_DATA RECORDS_:

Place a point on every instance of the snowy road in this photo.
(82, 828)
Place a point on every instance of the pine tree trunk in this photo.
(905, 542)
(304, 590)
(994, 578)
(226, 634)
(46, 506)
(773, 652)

_PROBLEM DETAILS_:
Reproduce verbatim every line from the one containing "Place a point on every instance of the pine" down to the end of the listing, including both of those boundary lines.

_FINAL ANSWER_:
Place a point on every instance of the pine tree trunk in this photo.
(905, 542)
(304, 590)
(994, 578)
(226, 634)
(46, 506)
(773, 652)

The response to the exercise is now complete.